◆ REQUIRED ACTIONS
- a) Translate this sentence from the excerpt on STAT3 and β-catenin in cholangiocytes into Spanish: "This effect was specific for FPC-defective cholangiocytes, as it was not observed in WT cells."
- b) Print the portion of the excerpt on STAT3 and β-catenin in cholangiocytes starting at "Moreover, in agreement" and ending at "the fibrocystin function.".

◆ EXTRACT PROVIDED
Moreover, in agreement with our previous data showing that the cAMP/PKA pathway activates β-catenin in FPC-defective cholangiocytes, we found that increasing cAMP levels induced CXCL10 gene expression and protein secretion and this was abolished upon PKA inhibition (Figure 4E, F). Interestingly, the cAMP and β-catenin dependence of CXCL10 production was only evident in FPC-defective cholangiocytes, as WT cholangiocytes were not affected, indicating that these changes may be directly related to the fibrocystin function.
Having established that STAT3 and β-Catenin control CXCL10 production in FPC-defective cholangiocytes, we investigated if STAT3 phosphorylation was affected by β-Catenin silencing. As shown in Figure 5, we found that β-Catenin silencing did not change the amount of total STAT3, but reduced the nuclear fraction of pSTAT3 in FPC-defective cholangiocytes (Figure 5A–D, Supplementary Figure 3C). The same results were obtained by using the β-Catenin inhibitor ICG-001 (10 μM, one-hour treatment) (Figure 5, E, F, Supplementary Figure 3A). This effect was specific for FPC-defective cholangiocytes, as it was not observed in WT cells. (Figure 5, E, F, Supplementary Figure 3A, B). Furthermore, we found that inhibition of Rac1 significantly reduced the amount of nuclear pSTAT3 (Figure 5E). Finally, by using the PLA assay, we also show evidence (figure 5F) that β-catenin and STA3 physically interact. These important results are in agreement with our previous finding (10) showing that Rac1 facilitated β-catenin nuclear translocation in FPC− cholangiocytes, and with other studies (24) showing that Rac1 is required for STAT3 nuclear translocation. Thus, altogether our data suggest that STA3 and β-catenin bind together and Rac1 facilitate the nuclear translocation of this complex.

◆ INFORMATION

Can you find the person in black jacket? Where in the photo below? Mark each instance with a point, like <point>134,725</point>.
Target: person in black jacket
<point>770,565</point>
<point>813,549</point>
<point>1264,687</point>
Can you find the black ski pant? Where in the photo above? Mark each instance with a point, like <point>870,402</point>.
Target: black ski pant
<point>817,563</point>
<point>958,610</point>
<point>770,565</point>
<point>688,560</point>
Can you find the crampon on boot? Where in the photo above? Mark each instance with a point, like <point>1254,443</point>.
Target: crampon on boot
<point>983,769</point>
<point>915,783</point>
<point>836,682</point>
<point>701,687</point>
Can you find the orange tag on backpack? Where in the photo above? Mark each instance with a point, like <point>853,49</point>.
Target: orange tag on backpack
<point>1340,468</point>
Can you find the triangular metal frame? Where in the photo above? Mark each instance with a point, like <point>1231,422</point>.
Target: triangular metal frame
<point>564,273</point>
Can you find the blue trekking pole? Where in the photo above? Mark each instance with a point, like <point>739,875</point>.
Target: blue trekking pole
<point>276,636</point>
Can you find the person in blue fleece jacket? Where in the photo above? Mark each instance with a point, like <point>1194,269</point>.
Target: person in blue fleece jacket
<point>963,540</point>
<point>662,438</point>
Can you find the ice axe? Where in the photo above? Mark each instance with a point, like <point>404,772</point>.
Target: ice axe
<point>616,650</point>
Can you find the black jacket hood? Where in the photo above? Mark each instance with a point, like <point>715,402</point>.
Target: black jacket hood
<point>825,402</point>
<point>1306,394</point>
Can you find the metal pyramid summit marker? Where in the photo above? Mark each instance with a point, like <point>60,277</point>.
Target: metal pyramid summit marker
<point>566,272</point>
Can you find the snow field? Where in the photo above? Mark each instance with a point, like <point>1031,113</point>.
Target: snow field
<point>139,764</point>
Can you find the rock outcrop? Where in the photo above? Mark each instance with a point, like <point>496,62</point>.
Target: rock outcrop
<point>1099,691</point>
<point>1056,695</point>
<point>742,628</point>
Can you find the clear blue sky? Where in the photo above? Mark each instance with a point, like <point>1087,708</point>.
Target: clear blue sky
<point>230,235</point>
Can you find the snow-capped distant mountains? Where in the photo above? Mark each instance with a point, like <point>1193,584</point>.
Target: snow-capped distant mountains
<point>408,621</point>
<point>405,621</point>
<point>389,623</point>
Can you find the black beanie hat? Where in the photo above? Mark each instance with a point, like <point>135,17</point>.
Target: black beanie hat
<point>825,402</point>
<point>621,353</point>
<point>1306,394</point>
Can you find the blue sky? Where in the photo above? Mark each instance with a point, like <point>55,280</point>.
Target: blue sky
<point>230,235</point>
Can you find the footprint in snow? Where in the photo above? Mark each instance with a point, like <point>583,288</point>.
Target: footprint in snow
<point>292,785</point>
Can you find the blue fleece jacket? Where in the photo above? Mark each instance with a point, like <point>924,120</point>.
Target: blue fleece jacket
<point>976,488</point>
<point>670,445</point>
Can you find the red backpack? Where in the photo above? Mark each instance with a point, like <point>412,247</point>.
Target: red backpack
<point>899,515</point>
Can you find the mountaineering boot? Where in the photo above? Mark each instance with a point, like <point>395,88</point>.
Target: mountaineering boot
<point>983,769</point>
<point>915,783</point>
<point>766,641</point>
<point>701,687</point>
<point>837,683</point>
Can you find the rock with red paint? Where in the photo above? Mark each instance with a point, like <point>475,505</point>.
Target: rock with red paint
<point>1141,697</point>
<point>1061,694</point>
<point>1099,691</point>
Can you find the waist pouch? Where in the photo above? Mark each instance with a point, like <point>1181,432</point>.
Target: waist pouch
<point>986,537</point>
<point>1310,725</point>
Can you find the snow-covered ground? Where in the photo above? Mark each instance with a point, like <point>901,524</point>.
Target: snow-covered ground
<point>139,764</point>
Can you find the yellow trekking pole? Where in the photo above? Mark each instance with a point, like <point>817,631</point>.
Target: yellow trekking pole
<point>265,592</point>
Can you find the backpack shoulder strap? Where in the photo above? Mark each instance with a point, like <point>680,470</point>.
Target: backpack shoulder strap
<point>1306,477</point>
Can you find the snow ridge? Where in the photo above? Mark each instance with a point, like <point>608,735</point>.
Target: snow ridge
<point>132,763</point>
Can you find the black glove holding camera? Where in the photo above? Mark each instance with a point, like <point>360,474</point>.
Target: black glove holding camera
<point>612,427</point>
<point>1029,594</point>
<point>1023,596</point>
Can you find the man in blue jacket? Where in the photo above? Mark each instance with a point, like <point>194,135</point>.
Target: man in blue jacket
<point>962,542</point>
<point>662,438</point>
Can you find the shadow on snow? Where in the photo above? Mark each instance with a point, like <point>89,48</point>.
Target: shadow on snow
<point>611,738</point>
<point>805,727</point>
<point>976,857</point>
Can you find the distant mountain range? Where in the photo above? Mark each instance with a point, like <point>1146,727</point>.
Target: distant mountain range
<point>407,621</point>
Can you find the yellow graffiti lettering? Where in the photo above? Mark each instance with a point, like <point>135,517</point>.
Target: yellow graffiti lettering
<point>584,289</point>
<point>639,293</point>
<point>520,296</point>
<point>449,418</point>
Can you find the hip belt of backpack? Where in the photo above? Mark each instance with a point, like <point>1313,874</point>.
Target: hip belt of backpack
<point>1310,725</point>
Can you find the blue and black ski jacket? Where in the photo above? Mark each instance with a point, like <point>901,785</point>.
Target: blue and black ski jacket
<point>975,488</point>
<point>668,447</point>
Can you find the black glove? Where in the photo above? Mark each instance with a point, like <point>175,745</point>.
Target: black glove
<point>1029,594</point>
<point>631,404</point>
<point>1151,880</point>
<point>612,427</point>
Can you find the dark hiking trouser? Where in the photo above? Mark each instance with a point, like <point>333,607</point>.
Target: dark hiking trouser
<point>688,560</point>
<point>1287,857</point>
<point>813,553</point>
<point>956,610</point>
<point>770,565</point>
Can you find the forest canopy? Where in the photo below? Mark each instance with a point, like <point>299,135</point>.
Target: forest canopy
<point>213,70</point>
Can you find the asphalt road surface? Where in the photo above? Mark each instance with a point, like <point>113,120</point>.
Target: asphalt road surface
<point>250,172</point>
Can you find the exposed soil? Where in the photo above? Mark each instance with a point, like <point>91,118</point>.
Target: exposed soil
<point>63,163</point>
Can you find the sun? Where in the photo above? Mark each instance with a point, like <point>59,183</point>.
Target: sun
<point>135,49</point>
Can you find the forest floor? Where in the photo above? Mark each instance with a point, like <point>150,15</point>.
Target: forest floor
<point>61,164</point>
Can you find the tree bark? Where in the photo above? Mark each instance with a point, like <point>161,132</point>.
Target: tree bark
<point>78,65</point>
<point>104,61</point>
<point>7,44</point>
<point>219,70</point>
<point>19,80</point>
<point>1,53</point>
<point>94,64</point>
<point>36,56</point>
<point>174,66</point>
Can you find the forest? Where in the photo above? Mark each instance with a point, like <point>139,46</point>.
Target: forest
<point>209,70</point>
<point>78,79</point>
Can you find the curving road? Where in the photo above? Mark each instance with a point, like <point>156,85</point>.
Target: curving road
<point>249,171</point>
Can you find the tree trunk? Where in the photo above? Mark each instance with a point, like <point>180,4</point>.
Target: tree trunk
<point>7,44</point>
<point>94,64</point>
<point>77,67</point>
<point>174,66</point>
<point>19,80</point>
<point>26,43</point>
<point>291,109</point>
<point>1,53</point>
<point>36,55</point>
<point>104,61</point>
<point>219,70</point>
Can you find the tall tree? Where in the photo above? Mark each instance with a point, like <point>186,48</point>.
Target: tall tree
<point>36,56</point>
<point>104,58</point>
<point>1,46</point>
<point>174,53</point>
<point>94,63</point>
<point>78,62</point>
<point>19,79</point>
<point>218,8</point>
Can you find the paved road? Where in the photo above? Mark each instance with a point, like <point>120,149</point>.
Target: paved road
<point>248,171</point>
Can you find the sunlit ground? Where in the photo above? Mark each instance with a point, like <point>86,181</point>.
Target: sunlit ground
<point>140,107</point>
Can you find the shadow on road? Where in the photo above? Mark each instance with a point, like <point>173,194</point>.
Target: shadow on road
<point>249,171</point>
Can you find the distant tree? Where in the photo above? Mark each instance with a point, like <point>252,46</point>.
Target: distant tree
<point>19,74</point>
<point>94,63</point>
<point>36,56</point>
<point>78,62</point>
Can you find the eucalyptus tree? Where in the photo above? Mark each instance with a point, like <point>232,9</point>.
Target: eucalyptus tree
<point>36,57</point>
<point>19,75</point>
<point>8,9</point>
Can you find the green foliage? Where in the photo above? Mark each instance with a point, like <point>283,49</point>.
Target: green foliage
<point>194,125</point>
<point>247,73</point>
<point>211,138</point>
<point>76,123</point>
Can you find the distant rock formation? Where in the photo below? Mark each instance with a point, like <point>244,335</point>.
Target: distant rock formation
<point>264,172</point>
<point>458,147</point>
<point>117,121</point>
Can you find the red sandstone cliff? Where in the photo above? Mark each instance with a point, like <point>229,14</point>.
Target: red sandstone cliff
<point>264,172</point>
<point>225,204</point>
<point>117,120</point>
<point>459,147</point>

◆ TASK-BY-TASK RESULTS
- a) Este efecto fue específico de los colangiocitos con deficiencia de FPC, ya que no se observó en las células WT.

- b)
Moreover, in agreement with our previous data showing that the cAMP/PKA pathway activates β-catenin in FPC-defective cholangiocytes, we found that increasing cAMP levels induced CXCL10 gene expression and protein secretion and this was abolished upon PKA inhibition (Figure 4E, F). Interestingly, the cAMP and β-catenin dependence of CXCL10 production was only evident in FPC-defective cholangiocytes, as WT cholangiocytes were not affected, indicating that these changes may be directly related to the fibrocystin function.